- Your instructions:
Only the text of the records belongs in the answer, copied exactly and without pictures.
---- Data for this task
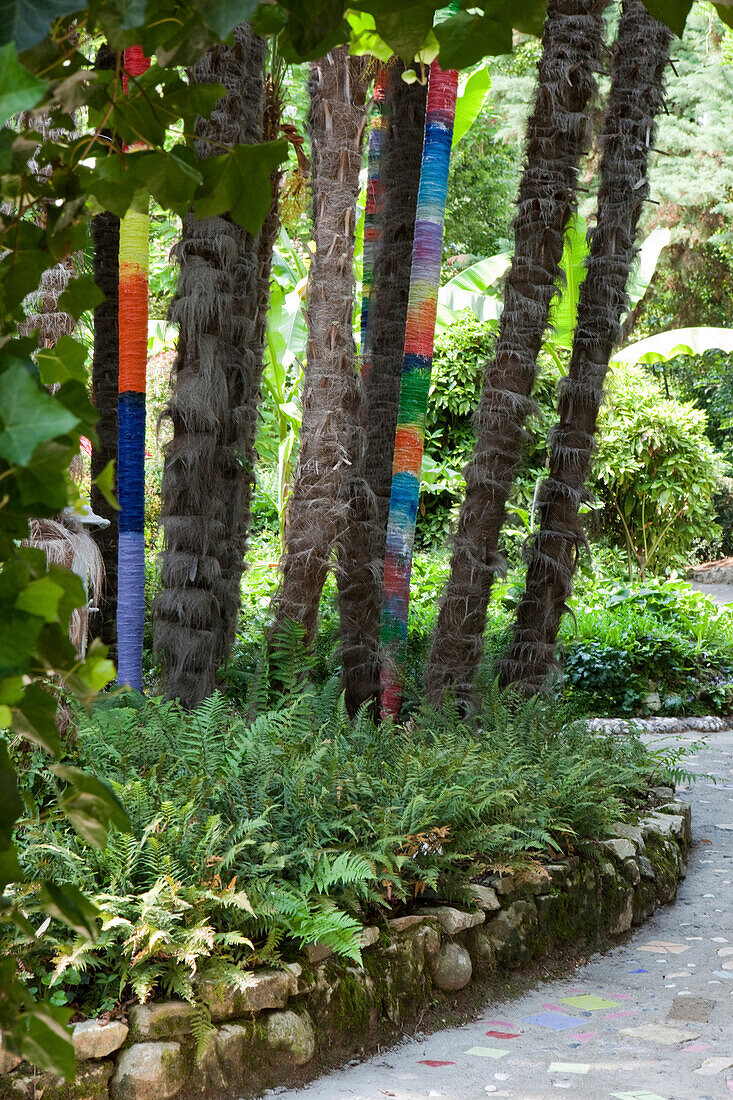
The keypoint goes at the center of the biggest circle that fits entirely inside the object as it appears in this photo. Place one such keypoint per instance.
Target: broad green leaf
(171, 178)
(238, 184)
(364, 39)
(476, 288)
(90, 805)
(671, 12)
(470, 100)
(105, 483)
(564, 311)
(29, 415)
(80, 294)
(309, 22)
(42, 598)
(11, 805)
(666, 345)
(405, 31)
(34, 716)
(19, 89)
(68, 904)
(466, 39)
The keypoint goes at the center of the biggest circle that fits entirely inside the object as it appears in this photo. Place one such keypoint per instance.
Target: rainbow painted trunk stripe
(373, 210)
(417, 363)
(131, 440)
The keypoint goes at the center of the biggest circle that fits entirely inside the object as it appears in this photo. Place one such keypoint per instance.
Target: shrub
(254, 833)
(656, 472)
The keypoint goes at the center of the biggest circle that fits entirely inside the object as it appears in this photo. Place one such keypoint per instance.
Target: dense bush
(251, 835)
(655, 471)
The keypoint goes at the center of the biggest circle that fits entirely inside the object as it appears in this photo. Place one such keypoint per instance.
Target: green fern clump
(256, 832)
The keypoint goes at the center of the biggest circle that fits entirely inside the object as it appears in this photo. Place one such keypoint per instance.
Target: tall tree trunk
(415, 383)
(105, 366)
(330, 428)
(132, 300)
(201, 494)
(636, 97)
(362, 560)
(558, 134)
(105, 384)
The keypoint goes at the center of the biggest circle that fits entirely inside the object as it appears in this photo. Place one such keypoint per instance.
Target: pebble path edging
(285, 1023)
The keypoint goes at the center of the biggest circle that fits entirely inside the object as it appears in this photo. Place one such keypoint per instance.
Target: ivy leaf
(11, 804)
(405, 31)
(19, 89)
(466, 39)
(66, 360)
(238, 183)
(310, 21)
(69, 905)
(28, 21)
(171, 178)
(105, 483)
(29, 415)
(80, 295)
(671, 12)
(90, 805)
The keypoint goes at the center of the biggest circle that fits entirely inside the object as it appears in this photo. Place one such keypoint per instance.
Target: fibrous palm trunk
(205, 462)
(105, 371)
(330, 427)
(362, 559)
(636, 97)
(558, 134)
(415, 383)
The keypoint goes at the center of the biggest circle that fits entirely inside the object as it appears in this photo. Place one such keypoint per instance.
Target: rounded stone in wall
(451, 967)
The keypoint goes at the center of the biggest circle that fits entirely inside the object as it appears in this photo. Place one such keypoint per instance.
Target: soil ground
(674, 976)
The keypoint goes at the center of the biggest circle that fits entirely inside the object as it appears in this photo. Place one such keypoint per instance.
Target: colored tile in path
(589, 1003)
--------
- Written answer:
The keypoint goes at the center of the biggest circle that fits entirely inside the object as it appears in this photo. Place one such keypoint per instance.
Target: broad green leaf
(171, 178)
(238, 184)
(364, 39)
(476, 288)
(90, 805)
(671, 12)
(470, 100)
(105, 483)
(564, 311)
(29, 415)
(80, 294)
(309, 22)
(42, 598)
(11, 805)
(666, 345)
(405, 31)
(34, 716)
(19, 89)
(68, 904)
(466, 39)
The keypoint goes at the center of the biggest circle that fits entirely inside the object as it appears in this photo. Place one such keypoint per instance.
Target: rainbow painted trunk stripe
(373, 210)
(417, 363)
(131, 440)
The keypoint goes at the center of the biggest circle that fits entirely inside the object as it appears in this photo. Place one such keypoint per instance.
Target: shrub
(254, 833)
(656, 472)
The keypoint goes at the center of the biggest circle that fits entirely inside the object as it appears in this photo. Place one such keypoint per instance.
Target: dense bush
(251, 835)
(655, 471)
The keypoint goes at the center of the biggest circle that fits entirely inside the object as it appears in this photo. Place one such keypoint per instance.
Target: green fern clump
(256, 832)
The keypoint goes at the center of the biggest circle that fits entirely inside the object as it appears in this photo. Place one such keypoint per instance.
Target: tall tree trunk
(415, 383)
(105, 366)
(330, 428)
(132, 300)
(201, 494)
(636, 97)
(362, 560)
(558, 134)
(105, 384)
The keypoint goes at the center of the biggest circle that fits entirely inside the object as it appears in this photo. Place one such keypoint per instance.
Target: pebble path edging
(285, 1023)
The keypoint goes at the center of the biggest circle that fits entirely inside the object as it appears in this photo. Place one such keypoint per instance.
Target: ivy leaf
(11, 804)
(405, 31)
(19, 89)
(466, 39)
(66, 360)
(238, 183)
(310, 21)
(69, 905)
(28, 21)
(171, 178)
(105, 483)
(29, 415)
(80, 295)
(671, 12)
(90, 805)
The keypoint goes at the center of the biggest circle that fits entirely inside the object as it appears in this photo. Place one such keypoint per instance.
Target: fibrous palm trunk
(205, 462)
(105, 371)
(330, 427)
(362, 559)
(636, 97)
(558, 134)
(415, 383)
The keypoint goes at the center of the biggest circle that fits entirely inside the object as it appears in this photo. Place one such keypoint per instance.
Target: rounded stone in wall
(451, 967)
The keypoint goes at the center of the biggest circle that fits entirely inside the object as it appears in this photo. Place one such keypoint per instance.
Target: soil ground
(674, 976)
The keypoint goes at the center of the biggest circle that fits entirely inside the object as it appears in this photo. Place one such keypoint per instance.
Target: colored tile in path
(589, 1003)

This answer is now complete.